--- Records ---
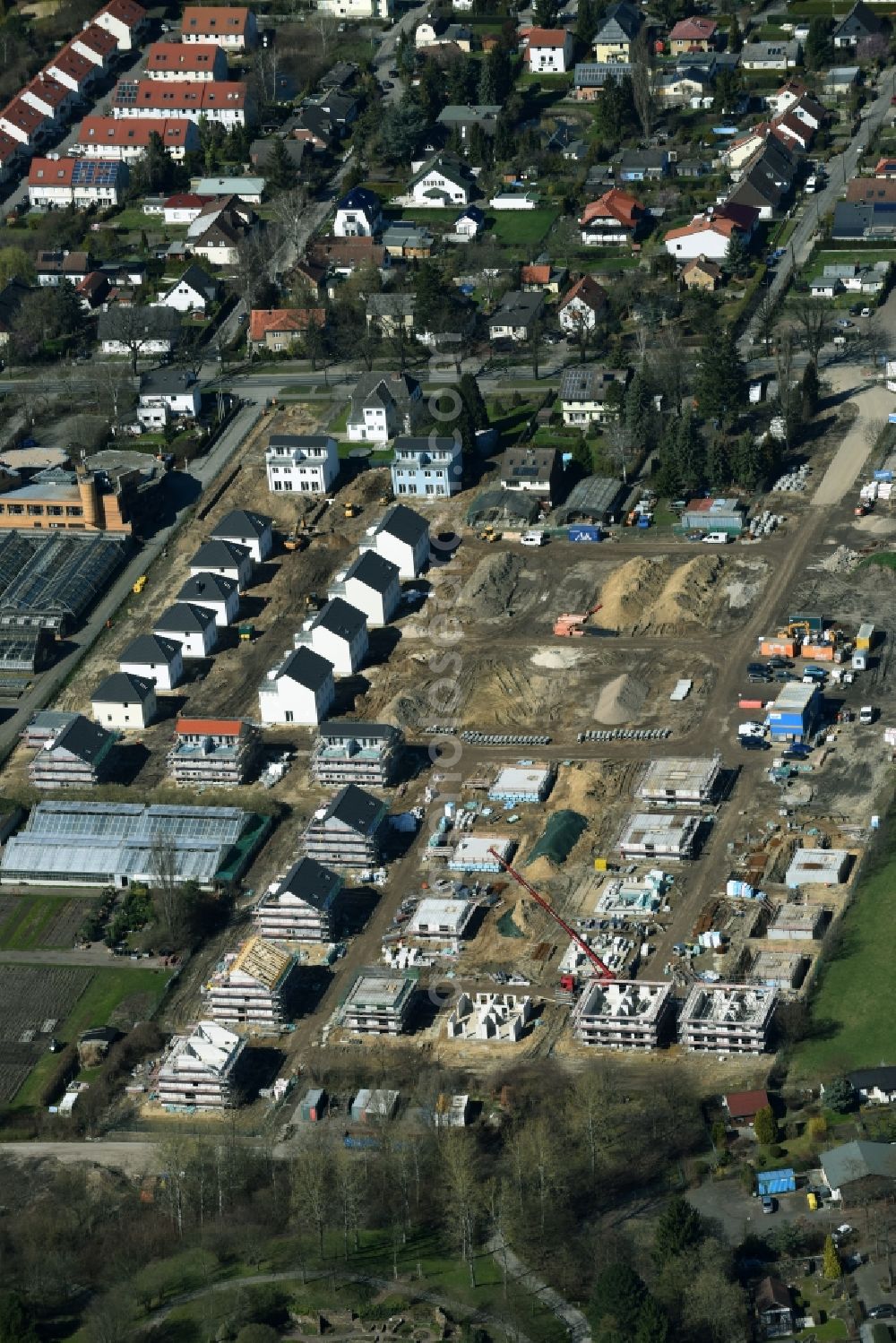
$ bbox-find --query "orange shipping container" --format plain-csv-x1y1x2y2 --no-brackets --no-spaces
802,643,834,662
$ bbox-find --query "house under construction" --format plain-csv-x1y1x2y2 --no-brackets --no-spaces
205,937,297,1030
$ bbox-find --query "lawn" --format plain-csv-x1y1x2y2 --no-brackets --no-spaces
487,205,560,247
12,966,170,1109
790,807,896,1081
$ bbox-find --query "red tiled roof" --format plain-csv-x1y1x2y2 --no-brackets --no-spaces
180,4,248,36
248,307,326,340
579,186,643,228
78,116,196,149
95,0,146,28
28,159,78,186
726,1090,769,1119
669,14,719,41
146,41,220,71
175,719,246,737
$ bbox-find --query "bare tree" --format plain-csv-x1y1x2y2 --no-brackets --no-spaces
780,298,831,364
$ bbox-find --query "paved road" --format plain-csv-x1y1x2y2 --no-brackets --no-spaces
739,70,896,355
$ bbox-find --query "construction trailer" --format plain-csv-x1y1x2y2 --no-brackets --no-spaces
342,967,417,1036
678,983,778,1055
638,756,721,802
573,979,675,1050
259,858,342,942
205,937,297,1031
156,1020,246,1109
312,719,404,788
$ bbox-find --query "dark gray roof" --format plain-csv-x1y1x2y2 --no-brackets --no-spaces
317,719,399,741
312,597,366,642
211,508,274,540
280,858,342,909
325,783,388,835
51,713,114,764
189,540,251,570
345,551,399,592
177,573,239,603
153,602,215,634
847,1066,896,1090
118,634,180,664
277,648,333,690
140,368,196,396
90,672,156,703
376,504,430,546
820,1141,896,1189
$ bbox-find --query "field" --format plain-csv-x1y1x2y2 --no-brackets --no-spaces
791,811,896,1081
0,894,91,951
0,966,170,1108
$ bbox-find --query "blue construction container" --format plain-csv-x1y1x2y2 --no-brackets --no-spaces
756,1167,797,1198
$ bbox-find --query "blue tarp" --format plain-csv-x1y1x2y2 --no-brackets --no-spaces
756,1168,797,1198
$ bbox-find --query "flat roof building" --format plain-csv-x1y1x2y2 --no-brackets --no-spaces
573,979,675,1049
312,719,404,788
766,904,828,942
342,967,415,1036
785,848,853,891
156,1020,246,1109
619,811,702,858
489,765,557,803
638,756,721,802
205,937,296,1030
259,858,342,942
406,897,476,951
678,985,777,1055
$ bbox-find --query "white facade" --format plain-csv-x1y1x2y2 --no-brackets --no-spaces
264,434,339,495
258,649,336,727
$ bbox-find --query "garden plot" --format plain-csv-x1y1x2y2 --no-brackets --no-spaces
0,966,92,1103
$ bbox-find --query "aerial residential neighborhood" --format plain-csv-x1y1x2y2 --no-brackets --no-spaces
0,0,896,1343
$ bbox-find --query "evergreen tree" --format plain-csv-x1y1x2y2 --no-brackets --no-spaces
696,329,747,426
823,1235,844,1283
458,374,489,428
653,1194,704,1268
753,1106,778,1147
264,137,298,191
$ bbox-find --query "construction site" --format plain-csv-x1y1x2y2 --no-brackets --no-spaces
4,381,896,1101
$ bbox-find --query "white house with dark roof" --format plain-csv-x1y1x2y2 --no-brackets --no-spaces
211,508,274,564
333,186,383,237
151,602,218,661
390,434,463,498
294,597,368,676
264,434,339,495
329,551,401,626
345,374,423,443
258,648,336,727
90,672,156,732
259,858,342,942
118,634,184,690
409,154,476,210
189,540,253,592
361,504,430,579
177,573,239,630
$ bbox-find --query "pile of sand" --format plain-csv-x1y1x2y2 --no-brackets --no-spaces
595,555,727,634
594,673,649,727
460,551,522,619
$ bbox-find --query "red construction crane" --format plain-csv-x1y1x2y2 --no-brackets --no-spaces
489,848,616,980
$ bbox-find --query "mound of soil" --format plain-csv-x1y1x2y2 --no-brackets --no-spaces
594,673,649,727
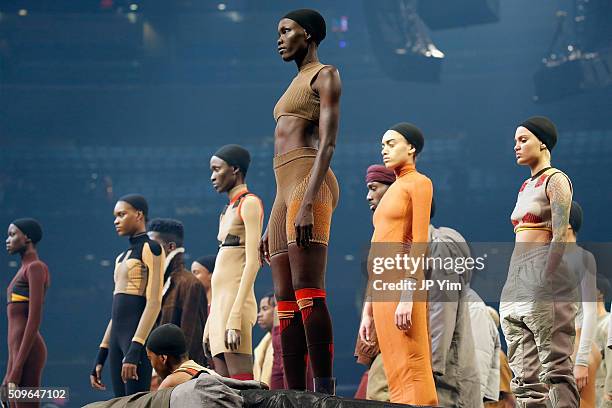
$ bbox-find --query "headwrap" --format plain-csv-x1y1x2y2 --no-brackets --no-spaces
283,9,326,45
117,194,149,218
147,218,185,247
195,255,217,273
11,218,42,244
389,122,425,154
214,145,251,176
519,116,557,151
147,323,187,357
569,201,582,234
366,164,396,186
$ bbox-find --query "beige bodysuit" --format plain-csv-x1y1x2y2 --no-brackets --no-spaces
204,184,263,356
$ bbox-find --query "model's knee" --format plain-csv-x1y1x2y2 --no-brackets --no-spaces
295,288,327,321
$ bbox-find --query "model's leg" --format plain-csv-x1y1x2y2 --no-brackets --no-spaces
125,350,153,395
501,313,548,407
108,334,126,397
289,244,334,386
213,354,229,378
525,301,580,408
15,334,47,408
270,252,307,390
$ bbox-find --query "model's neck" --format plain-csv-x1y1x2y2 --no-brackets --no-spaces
565,229,576,244
227,183,248,201
130,227,148,245
19,246,38,264
295,47,319,71
394,162,416,177
529,158,550,177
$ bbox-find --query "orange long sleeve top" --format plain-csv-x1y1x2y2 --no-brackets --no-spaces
372,164,433,279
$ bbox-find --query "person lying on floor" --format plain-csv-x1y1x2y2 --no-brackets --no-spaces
86,323,267,408
147,323,218,389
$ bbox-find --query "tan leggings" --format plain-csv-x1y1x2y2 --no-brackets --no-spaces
268,147,339,256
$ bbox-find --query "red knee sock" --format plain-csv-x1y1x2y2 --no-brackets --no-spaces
295,288,334,378
277,300,307,390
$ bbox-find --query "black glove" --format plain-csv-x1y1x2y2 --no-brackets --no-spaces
91,347,108,377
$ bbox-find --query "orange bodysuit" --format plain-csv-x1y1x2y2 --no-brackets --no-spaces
372,164,438,405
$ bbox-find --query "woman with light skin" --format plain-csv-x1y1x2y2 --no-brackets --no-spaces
500,116,580,407
260,9,341,394
191,255,217,313
204,145,263,380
---
Display each line of the records above in which the string "with" appears.

$ bbox-find --query "white house with dark roof" --format plain-csv-x1y1x2y2 --no-brackets --no-spaces
$ bbox-find --query "woman with light skin" --format plain-csv-x1y1x2y2 --no-brackets --no-spaces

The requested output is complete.